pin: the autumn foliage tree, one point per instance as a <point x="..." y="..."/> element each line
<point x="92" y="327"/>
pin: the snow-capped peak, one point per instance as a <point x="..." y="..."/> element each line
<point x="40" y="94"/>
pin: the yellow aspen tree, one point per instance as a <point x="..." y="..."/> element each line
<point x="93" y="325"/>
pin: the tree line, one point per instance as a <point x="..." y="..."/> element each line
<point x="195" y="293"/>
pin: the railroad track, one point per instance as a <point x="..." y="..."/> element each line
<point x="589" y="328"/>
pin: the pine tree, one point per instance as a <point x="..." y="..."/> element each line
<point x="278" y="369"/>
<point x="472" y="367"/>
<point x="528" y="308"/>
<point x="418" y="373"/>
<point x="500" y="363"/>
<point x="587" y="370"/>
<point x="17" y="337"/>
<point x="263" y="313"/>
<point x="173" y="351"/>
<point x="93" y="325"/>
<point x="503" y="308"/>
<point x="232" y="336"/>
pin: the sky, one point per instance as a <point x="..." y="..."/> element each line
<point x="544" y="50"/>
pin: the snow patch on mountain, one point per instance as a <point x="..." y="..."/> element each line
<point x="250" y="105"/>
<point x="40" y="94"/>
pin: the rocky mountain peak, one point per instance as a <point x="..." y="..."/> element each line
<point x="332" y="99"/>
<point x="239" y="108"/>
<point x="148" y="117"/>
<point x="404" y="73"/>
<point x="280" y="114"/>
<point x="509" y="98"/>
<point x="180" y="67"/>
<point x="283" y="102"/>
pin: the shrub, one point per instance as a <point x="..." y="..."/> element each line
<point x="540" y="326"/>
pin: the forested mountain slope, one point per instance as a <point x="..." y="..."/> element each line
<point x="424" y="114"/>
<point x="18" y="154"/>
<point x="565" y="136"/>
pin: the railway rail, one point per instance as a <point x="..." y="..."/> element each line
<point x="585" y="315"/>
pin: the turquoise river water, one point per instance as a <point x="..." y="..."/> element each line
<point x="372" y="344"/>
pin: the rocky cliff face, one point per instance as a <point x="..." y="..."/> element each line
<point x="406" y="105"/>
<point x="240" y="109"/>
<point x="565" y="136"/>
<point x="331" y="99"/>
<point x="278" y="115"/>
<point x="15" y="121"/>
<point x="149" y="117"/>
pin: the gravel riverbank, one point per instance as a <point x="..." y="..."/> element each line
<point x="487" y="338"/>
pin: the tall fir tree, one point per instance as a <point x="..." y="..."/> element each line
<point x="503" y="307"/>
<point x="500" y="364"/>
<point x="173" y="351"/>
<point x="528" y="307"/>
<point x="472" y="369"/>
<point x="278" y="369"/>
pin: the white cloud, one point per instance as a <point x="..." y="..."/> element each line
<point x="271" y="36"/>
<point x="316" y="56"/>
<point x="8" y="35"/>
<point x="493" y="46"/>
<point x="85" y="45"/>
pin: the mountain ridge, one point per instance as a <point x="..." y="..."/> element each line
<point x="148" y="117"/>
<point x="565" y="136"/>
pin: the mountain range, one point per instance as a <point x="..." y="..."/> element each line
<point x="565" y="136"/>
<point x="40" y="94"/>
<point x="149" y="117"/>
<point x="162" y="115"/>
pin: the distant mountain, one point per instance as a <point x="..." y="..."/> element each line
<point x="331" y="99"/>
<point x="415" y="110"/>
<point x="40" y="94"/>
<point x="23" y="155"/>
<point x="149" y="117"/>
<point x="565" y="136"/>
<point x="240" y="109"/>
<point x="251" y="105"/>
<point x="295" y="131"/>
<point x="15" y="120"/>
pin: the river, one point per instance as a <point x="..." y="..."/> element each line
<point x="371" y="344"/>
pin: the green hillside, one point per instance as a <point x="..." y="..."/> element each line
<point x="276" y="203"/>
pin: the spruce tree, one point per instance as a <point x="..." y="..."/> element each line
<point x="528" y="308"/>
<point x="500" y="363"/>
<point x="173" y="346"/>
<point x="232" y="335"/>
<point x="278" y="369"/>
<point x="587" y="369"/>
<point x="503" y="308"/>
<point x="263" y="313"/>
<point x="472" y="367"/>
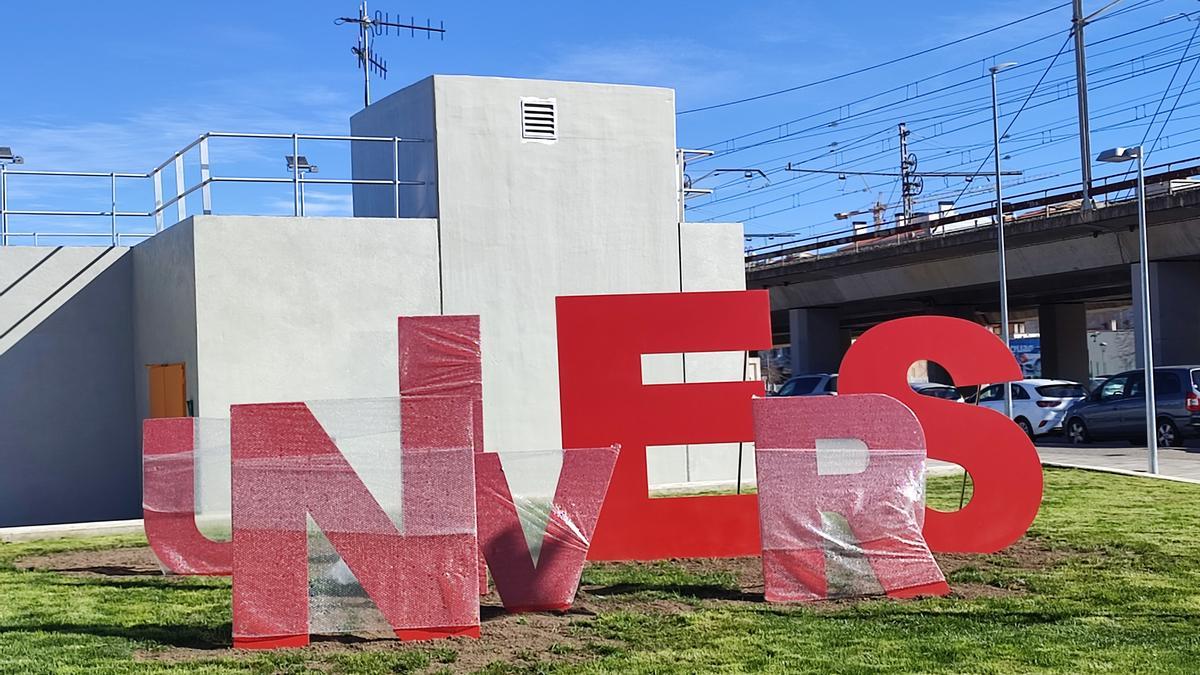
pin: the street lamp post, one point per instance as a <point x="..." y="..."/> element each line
<point x="6" y="157"/>
<point x="300" y="166"/>
<point x="1000" y="231"/>
<point x="1147" y="347"/>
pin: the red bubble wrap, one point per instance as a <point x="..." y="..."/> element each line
<point x="534" y="533"/>
<point x="304" y="471"/>
<point x="441" y="364"/>
<point x="171" y="451"/>
<point x="841" y="483"/>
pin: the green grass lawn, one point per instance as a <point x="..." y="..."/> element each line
<point x="1117" y="590"/>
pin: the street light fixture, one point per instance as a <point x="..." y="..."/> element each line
<point x="1000" y="230"/>
<point x="299" y="166"/>
<point x="1129" y="155"/>
<point x="6" y="157"/>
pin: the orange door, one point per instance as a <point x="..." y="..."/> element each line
<point x="168" y="390"/>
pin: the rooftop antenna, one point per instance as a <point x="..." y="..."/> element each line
<point x="381" y="24"/>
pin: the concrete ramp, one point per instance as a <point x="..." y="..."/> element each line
<point x="67" y="436"/>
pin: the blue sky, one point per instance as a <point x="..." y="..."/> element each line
<point x="120" y="85"/>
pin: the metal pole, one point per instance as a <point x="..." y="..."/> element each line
<point x="904" y="173"/>
<point x="181" y="203"/>
<point x="112" y="179"/>
<point x="156" y="178"/>
<point x="205" y="175"/>
<point x="1085" y="141"/>
<point x="395" y="175"/>
<point x="295" y="175"/>
<point x="1000" y="242"/>
<point x="1147" y="345"/>
<point x="4" y="207"/>
<point x="365" y="28"/>
<point x="681" y="168"/>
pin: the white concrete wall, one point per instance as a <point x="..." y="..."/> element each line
<point x="522" y="222"/>
<point x="165" y="310"/>
<point x="303" y="309"/>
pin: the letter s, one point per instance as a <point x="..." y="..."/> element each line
<point x="1002" y="463"/>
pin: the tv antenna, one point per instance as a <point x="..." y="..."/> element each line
<point x="378" y="25"/>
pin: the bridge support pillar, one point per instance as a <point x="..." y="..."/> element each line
<point x="1063" y="328"/>
<point x="1174" y="311"/>
<point x="816" y="342"/>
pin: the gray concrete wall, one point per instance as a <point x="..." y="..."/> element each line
<point x="406" y="114"/>
<point x="1175" y="311"/>
<point x="165" y="311"/>
<point x="1063" y="341"/>
<point x="67" y="441"/>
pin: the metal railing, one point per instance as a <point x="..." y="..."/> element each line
<point x="183" y="191"/>
<point x="1030" y="204"/>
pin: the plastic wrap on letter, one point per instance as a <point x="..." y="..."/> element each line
<point x="1005" y="469"/>
<point x="534" y="535"/>
<point x="171" y="451"/>
<point x="287" y="467"/>
<point x="441" y="358"/>
<point x="841" y="495"/>
<point x="600" y="345"/>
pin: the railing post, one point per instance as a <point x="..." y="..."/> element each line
<point x="395" y="175"/>
<point x="112" y="213"/>
<point x="4" y="207"/>
<point x="205" y="195"/>
<point x="295" y="174"/>
<point x="181" y="204"/>
<point x="156" y="177"/>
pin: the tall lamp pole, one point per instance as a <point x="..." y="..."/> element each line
<point x="1147" y="345"/>
<point x="1000" y="231"/>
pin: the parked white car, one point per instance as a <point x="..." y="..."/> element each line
<point x="1038" y="405"/>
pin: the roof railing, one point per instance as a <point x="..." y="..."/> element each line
<point x="181" y="191"/>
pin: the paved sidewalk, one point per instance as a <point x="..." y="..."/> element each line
<point x="1173" y="463"/>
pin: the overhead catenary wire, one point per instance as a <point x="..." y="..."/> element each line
<point x="876" y="66"/>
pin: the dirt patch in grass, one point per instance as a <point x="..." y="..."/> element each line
<point x="529" y="638"/>
<point x="138" y="561"/>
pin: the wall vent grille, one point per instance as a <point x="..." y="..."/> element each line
<point x="539" y="119"/>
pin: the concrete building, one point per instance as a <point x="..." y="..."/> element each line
<point x="529" y="190"/>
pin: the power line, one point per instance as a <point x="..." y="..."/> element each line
<point x="876" y="66"/>
<point x="973" y="81"/>
<point x="1012" y="121"/>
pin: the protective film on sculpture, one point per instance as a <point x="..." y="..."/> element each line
<point x="1005" y="467"/>
<point x="342" y="527"/>
<point x="185" y="494"/>
<point x="841" y="484"/>
<point x="604" y="401"/>
<point x="537" y="514"/>
<point x="441" y="363"/>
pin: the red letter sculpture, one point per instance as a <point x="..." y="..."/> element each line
<point x="441" y="364"/>
<point x="600" y="345"/>
<point x="535" y="539"/>
<point x="169" y="449"/>
<point x="841" y="479"/>
<point x="1003" y="464"/>
<point x="294" y="460"/>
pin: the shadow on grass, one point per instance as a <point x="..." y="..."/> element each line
<point x="699" y="591"/>
<point x="187" y="637"/>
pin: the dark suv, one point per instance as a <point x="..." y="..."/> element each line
<point x="1117" y="407"/>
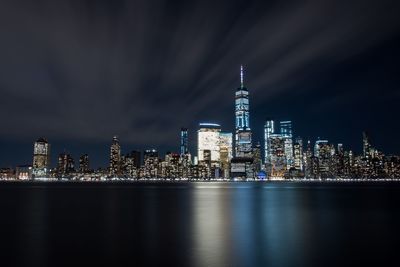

JOB
From the lines above, pull out each one that contains the word "wrap" and copy it in full.

TASK SOLUTION
pin: the red bubble wrap, one point per instance as a <point x="..." y="..."/> element each line
pin: the plastic wrap on letter, one point per instance as a <point x="..." y="..."/> element each line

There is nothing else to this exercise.